_Given task_: Reproduce every row below character for character.

_Supplied entries_:
— Start —
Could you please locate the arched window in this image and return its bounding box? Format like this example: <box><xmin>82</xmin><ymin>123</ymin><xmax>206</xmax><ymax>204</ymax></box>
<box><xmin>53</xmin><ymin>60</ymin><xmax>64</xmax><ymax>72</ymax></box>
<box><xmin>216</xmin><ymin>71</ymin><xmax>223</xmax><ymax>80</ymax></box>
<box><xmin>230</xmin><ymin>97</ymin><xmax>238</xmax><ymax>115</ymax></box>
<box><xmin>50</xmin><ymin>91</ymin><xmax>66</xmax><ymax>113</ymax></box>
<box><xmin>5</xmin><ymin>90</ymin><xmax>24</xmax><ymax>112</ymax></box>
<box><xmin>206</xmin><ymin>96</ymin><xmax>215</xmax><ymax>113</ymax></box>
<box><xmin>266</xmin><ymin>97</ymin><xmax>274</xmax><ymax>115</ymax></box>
— End —
_Result of the exercise_:
Could you please locate the arched window in this image and return its bounding box? Format like this example: <box><xmin>82</xmin><ymin>123</ymin><xmax>206</xmax><ymax>204</ymax></box>
<box><xmin>53</xmin><ymin>60</ymin><xmax>64</xmax><ymax>72</ymax></box>
<box><xmin>216</xmin><ymin>71</ymin><xmax>223</xmax><ymax>80</ymax></box>
<box><xmin>230</xmin><ymin>97</ymin><xmax>238</xmax><ymax>115</ymax></box>
<box><xmin>50</xmin><ymin>91</ymin><xmax>66</xmax><ymax>113</ymax></box>
<box><xmin>5</xmin><ymin>90</ymin><xmax>24</xmax><ymax>112</ymax></box>
<box><xmin>206</xmin><ymin>96</ymin><xmax>215</xmax><ymax>113</ymax></box>
<box><xmin>266</xmin><ymin>97</ymin><xmax>274</xmax><ymax>115</ymax></box>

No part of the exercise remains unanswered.